▸ BRIEF: Give every line of the listing below as a numbered list, omitting the blank lines and leaving out the pictures.
___ SUPPLIED INFORMATION ___
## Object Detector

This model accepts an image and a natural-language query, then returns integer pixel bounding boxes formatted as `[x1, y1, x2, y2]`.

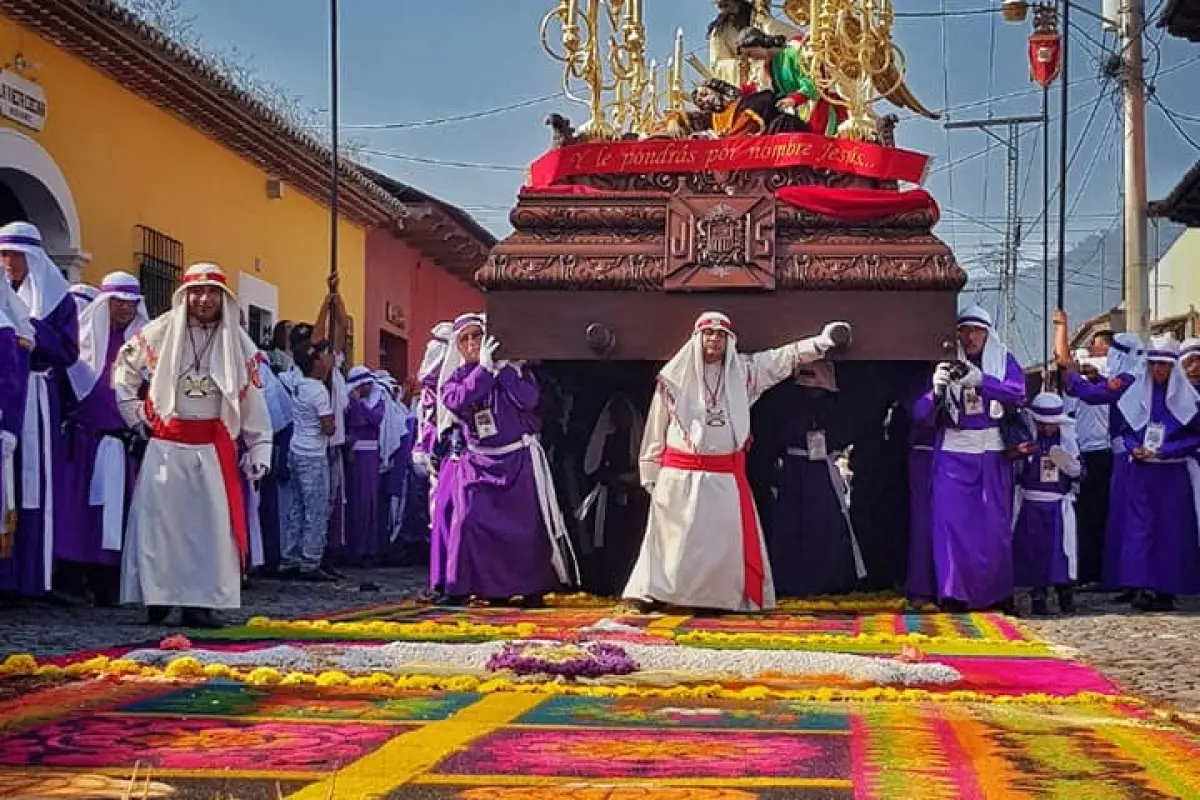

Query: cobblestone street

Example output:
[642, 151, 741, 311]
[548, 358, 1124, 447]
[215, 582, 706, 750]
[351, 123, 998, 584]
[0, 569, 1200, 714]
___
▸ EXERCISE ANSWER:
1. ## Object Detector
2. This model accepts an image and a natural-language query, then returns integer pixel bounding boxes formatted as `[x1, y1, x2, y2]`.
3. Query: cobblestone street
4. Example output:
5. [642, 151, 741, 311]
6. [548, 358, 1124, 447]
7. [215, 582, 706, 750]
8. [351, 123, 998, 584]
9. [0, 569, 1200, 714]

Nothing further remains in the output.